_Set problem A:_
Answer these questions from the court opinion on Rutter v. Dowagiac Manufacturing Co.:
(i) What sum did the plaintiff promise to pay in his promissory note?
(ii) How long a trial did the contract allow before the plaintiff had to notify the defendant that the drill did not work well?
(iii) In the district court of which county was the action brought?
_Set problem B:_ Return, copied word for word, the passage of the court opinion from "Minnesota Supreme Court" to "START, C. J.".

____ Document extract

Rutter v. Dowagiac Manufacturing Co.

Minnesota Supreme Court
Rutter v. Dowagiac Manufacturing Co., 102 Minn. 367 (Minn. 1907)
113 N.W. 910; 1907 Minn. LEXIS 454
Start

Rutter v. Dowagiac Manufacturing Co.

Opinion of the Court

START, C. J.

On April 6, 1904, the plaintiff purchased from the defendant, of its agent at Baker, this state, a seed drill, and for the purchase price thereof he gave to the defendant, a foreign corporation, his promissory note, and thereby promised to pay it or its order $110, with interest. The defendant, as a part of the contract of sale, warranted the drill to be well made, of good material, and durable with proper care. The contract further provided that if upon one day’s trial the drill did not work well the plaintiff should notify the defendant or its agent, and if it was not made to' work well, and plaintiff immediately returned it to the agent of whom it was purchased at his place of business, the purchase price should be returned. The plaintiff, claiming that there was a breach of the warranty and that he had complied with its conditions, brought this action in the district court of the county of Clay to recover the purchase price paid, namely,, the amount of the promissory note given therefor. There was a verdict for the plaintiff, and the defendant appealed from an order denying its motion for judgment notwithstanding the verdict or for a new trial.

________
____ Record excerpts

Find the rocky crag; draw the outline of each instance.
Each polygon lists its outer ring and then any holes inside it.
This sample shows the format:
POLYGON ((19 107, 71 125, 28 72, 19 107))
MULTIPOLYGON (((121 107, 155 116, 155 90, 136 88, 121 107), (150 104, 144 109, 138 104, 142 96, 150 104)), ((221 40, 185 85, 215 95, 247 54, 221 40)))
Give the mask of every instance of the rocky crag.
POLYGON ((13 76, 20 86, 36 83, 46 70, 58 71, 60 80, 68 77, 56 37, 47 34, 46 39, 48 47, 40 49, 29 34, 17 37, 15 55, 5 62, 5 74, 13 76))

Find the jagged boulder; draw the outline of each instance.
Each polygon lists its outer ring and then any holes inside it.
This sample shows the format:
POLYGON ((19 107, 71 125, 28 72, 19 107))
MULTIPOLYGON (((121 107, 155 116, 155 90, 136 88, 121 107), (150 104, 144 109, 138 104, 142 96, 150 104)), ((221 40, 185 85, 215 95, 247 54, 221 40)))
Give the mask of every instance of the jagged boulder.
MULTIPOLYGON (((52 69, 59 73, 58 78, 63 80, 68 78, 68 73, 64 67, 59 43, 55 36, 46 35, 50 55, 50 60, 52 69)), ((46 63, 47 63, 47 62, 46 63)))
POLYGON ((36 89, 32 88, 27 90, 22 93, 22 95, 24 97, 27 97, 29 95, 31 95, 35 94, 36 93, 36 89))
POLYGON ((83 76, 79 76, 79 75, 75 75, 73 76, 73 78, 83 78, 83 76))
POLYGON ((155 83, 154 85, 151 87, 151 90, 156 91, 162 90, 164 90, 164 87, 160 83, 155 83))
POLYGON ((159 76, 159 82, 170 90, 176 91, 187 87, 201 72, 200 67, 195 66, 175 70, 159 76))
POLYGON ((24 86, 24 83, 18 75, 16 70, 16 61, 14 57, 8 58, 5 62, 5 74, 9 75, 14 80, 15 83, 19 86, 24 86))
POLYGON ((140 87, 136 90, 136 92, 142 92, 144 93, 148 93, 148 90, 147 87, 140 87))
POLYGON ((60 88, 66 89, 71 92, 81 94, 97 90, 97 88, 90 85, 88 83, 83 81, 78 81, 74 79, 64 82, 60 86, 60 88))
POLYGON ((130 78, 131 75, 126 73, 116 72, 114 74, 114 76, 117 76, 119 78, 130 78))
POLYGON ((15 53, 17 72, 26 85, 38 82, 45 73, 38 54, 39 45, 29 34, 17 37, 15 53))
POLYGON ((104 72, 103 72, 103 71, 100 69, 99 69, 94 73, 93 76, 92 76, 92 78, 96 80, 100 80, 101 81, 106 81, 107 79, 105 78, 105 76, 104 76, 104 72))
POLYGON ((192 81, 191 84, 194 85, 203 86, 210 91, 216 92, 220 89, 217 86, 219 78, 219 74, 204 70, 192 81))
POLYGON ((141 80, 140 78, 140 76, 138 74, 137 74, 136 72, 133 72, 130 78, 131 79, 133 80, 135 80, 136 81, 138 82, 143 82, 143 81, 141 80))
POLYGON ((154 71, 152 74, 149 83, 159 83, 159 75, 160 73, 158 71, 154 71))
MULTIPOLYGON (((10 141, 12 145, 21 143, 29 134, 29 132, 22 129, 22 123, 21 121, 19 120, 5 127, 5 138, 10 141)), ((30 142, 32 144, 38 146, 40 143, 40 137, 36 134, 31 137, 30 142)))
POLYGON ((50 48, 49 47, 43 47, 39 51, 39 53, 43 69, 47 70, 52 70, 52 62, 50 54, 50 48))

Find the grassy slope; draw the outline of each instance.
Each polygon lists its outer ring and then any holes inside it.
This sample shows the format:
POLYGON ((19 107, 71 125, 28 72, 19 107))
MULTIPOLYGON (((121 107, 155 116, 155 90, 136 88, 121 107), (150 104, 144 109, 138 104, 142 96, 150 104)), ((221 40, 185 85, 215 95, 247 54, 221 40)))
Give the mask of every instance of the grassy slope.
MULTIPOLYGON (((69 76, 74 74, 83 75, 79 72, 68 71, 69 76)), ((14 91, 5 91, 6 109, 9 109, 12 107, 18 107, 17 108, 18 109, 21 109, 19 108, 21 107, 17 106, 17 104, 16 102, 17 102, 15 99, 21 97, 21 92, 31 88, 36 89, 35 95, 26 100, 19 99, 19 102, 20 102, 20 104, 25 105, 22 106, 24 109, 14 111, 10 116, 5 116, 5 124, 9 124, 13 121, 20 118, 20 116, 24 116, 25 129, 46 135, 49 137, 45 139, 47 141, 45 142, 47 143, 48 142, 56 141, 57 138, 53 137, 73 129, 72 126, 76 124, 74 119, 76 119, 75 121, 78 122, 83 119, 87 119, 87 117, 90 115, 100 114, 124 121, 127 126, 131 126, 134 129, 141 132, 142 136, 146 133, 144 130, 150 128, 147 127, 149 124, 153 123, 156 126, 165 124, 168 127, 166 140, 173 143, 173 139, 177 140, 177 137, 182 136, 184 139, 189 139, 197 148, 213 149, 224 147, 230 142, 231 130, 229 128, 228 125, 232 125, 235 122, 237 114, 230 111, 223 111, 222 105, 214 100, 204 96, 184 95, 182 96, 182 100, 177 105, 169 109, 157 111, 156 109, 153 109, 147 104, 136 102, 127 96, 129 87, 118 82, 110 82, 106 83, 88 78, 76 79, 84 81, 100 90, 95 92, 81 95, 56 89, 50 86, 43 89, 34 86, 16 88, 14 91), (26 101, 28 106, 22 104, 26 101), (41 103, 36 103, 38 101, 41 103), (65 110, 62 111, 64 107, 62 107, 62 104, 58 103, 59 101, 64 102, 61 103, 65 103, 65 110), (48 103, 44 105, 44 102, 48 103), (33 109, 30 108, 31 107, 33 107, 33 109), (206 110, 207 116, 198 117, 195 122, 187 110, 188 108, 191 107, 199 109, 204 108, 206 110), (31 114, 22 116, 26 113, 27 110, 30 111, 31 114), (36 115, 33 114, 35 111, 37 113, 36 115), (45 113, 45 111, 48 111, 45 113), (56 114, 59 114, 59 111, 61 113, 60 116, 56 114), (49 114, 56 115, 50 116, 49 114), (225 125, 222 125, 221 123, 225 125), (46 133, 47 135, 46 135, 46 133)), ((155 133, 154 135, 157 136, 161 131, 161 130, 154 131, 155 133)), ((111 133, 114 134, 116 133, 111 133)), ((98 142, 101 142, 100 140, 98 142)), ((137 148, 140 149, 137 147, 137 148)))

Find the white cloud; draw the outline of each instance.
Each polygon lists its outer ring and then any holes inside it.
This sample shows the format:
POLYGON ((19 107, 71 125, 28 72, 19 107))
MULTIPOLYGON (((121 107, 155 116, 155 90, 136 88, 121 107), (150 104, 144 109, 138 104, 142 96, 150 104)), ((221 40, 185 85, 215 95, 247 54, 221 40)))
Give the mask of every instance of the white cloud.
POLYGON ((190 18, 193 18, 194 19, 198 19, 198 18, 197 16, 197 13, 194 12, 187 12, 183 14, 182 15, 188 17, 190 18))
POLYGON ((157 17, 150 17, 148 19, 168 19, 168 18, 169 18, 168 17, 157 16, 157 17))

________

_Result A:_
(i) $110, with interest
(ii) One day
(iii) Clay

_Result B:_
Minnesota Supreme Court
Rutter v. Dowagiac Manufacturing Co., 102 Minn. 367 (Minn. 1907)
113 N.W. 910; 1907 Minn. LEXIS 454
Start

Rutter v. Dowagiac Manufacturing Co.

Opinion of the Court

START, C. J.